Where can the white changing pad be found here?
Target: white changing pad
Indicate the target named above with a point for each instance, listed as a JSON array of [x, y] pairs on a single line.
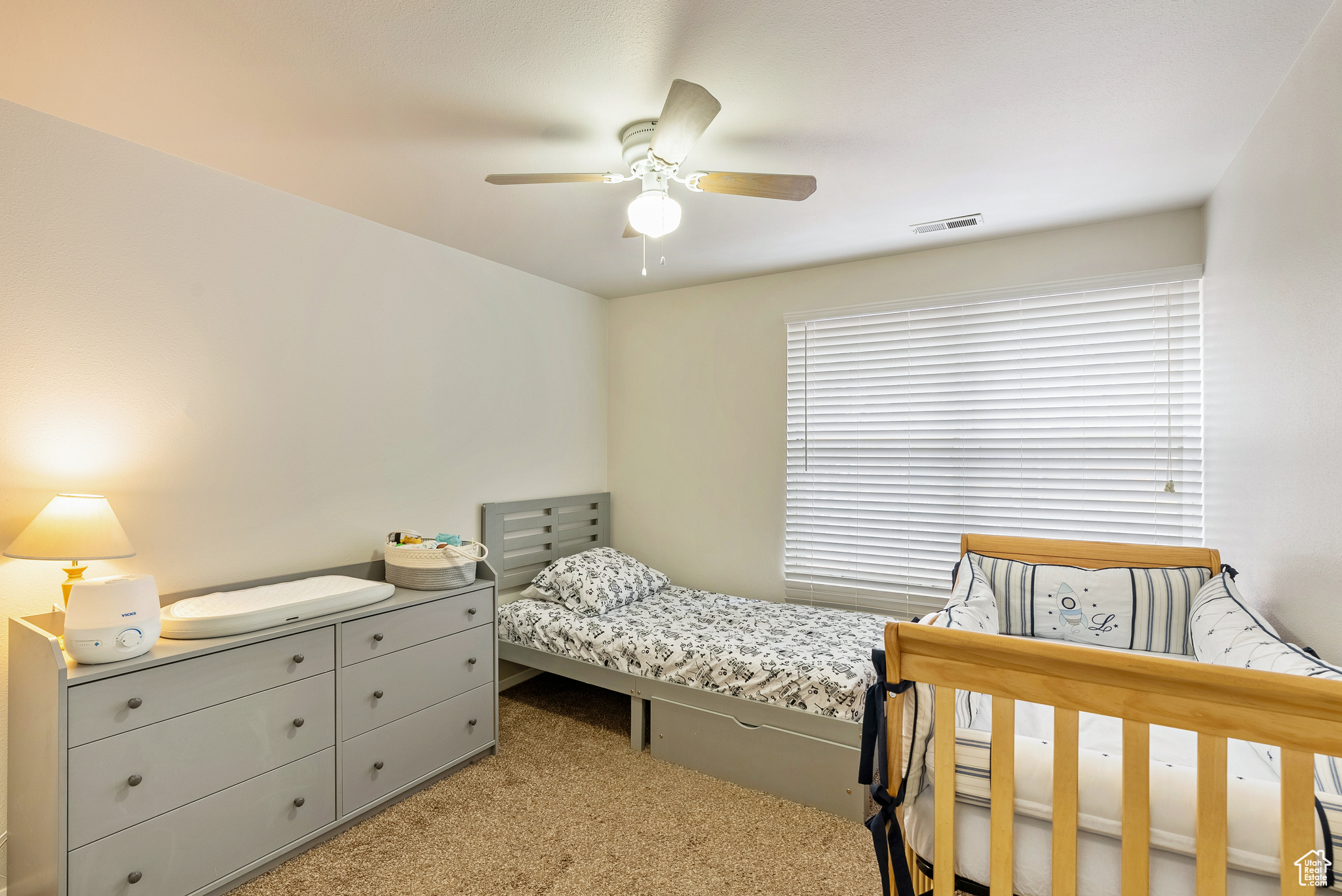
[[258, 608]]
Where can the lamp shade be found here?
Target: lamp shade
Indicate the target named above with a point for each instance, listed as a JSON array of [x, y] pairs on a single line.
[[73, 527]]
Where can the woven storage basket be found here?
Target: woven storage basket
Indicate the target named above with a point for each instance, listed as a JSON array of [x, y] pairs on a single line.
[[432, 570]]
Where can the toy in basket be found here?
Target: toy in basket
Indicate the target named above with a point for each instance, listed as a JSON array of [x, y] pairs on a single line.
[[426, 565]]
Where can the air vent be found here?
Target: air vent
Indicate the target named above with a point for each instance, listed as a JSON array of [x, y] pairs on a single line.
[[948, 225]]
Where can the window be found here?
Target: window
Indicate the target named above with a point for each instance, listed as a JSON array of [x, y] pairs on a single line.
[[1065, 413]]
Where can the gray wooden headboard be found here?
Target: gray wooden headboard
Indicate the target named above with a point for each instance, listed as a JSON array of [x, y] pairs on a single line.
[[524, 536]]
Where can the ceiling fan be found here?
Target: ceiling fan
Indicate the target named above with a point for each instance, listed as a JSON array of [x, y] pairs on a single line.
[[654, 151]]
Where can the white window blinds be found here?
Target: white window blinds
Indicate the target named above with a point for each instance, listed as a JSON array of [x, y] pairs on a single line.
[[1054, 416]]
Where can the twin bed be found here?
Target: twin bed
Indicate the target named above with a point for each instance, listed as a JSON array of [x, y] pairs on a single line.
[[772, 696], [765, 695]]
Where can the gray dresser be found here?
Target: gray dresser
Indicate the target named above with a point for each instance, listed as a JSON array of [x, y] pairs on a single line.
[[201, 764]]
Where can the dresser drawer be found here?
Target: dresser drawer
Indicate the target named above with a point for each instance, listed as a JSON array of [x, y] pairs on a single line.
[[398, 629], [102, 709], [415, 746], [188, 848], [415, 678], [195, 755]]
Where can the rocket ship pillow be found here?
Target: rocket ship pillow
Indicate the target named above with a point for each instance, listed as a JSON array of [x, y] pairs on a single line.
[[1086, 605], [1132, 608]]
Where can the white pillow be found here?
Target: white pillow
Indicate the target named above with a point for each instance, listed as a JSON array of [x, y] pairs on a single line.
[[598, 581], [1228, 632], [972, 605], [1129, 608]]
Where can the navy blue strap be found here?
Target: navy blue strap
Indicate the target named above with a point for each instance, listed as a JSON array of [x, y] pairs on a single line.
[[1328, 837], [886, 834]]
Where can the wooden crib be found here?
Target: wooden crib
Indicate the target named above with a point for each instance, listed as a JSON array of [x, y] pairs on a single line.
[[1299, 714]]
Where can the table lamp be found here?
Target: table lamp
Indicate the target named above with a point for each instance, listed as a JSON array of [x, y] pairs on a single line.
[[74, 529]]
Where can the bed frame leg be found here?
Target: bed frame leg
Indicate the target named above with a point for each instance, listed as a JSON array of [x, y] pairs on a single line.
[[639, 729]]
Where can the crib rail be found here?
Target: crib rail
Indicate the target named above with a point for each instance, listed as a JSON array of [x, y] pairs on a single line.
[[1299, 714]]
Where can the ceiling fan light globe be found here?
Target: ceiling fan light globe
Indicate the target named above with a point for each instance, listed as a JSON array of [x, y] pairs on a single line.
[[654, 214]]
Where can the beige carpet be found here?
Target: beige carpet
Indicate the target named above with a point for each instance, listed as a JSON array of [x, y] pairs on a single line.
[[568, 808]]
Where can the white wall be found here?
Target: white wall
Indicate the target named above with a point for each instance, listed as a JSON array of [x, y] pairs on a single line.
[[698, 385], [258, 383], [1273, 320]]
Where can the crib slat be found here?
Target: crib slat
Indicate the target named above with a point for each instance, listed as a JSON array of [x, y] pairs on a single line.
[[1211, 815], [1137, 808], [1297, 817], [944, 840], [1003, 796], [1066, 742]]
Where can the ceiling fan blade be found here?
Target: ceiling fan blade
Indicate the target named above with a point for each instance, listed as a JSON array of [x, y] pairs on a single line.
[[545, 179], [792, 187], [683, 120]]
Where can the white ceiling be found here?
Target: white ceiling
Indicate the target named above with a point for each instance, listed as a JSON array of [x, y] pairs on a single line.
[[1037, 113]]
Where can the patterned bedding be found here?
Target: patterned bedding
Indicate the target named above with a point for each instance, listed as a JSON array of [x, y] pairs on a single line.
[[805, 658]]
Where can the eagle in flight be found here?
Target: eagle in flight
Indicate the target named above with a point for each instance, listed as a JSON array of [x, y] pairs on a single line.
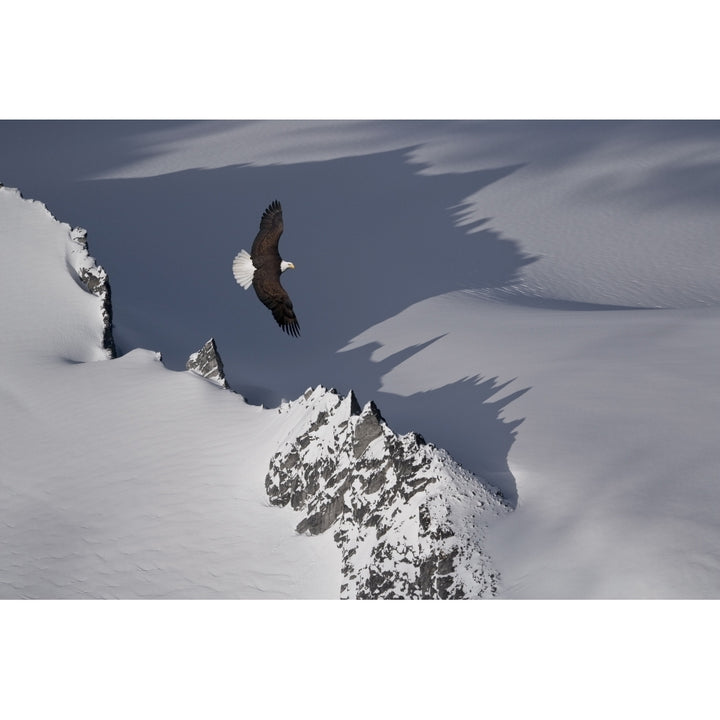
[[262, 269]]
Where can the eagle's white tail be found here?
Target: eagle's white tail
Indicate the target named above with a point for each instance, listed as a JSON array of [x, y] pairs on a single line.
[[243, 269]]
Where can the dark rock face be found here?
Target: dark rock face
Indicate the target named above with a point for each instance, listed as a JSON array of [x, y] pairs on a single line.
[[207, 363], [94, 279], [409, 521]]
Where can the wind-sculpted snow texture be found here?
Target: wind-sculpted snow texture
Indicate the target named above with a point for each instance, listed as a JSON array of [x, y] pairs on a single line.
[[409, 521]]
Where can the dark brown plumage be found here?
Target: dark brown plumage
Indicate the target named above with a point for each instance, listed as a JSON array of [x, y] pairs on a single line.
[[268, 266]]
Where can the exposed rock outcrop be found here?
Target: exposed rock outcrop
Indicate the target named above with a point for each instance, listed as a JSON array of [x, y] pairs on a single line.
----------
◆ TASK ITEM
Give again, word for word, every line from the top of the data above to the line holding "Where can the window be found here?", inclusive, with the pictures left out.

◆ RESULT OF THE TASK
Where can the white changing pad be found here?
Target: white changing pad
Indicate the target named above with a point for each instance, listed as a JSON array of [x, y] pairs on a single line.
[[258, 608]]
Where can the lamp shade be found here?
Target: lamp shade
Indicate the target named above with a point for each instance, listed as a JSON array of [x, y] pairs on a single line.
[[73, 527]]
Where can the woven storage basket be found here?
Target: woven storage basket
Indicate the target named above with a point for each instance, listed as a JSON array of [x, y] pairs on a single line.
[[432, 570]]
Where can the toy in basket be found here?
Target: toy in basket
Indicate the target named above with a point for each instance, listed as a JSON array of [x, y] pairs on a single line.
[[426, 565]]
Where can the air vent be found here?
Target: air vent
Indicate the target named above with a point for each instance, listed as a JSON array of [x, y] pairs on a single line.
[[948, 225]]
Where can the window be found here?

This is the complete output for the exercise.